Task prompt:
Copy out the listing below word for word, leaving out the pictures.

==== Extracted data ====

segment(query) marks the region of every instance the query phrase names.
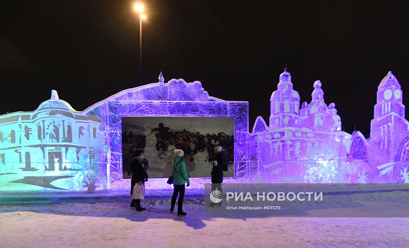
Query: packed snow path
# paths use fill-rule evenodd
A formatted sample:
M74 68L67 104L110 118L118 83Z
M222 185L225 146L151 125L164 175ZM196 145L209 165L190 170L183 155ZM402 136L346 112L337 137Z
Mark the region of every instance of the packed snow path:
M170 200L0 205L4 247L407 247L409 218L207 218L202 199L187 215Z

====

The response:
segment(query) marks the region of every instance the query phrase names.
Query: packed snow path
# paths use fill-rule evenodd
A formatted sample:
M74 68L67 104L110 118L118 83Z
M222 185L225 146L151 125L164 175ZM196 145L209 165L190 170L183 155ZM402 136L346 112L337 137Z
Mark the region of every instance of the packed snow path:
M170 200L0 205L4 247L407 247L409 218L207 218L202 199L187 215Z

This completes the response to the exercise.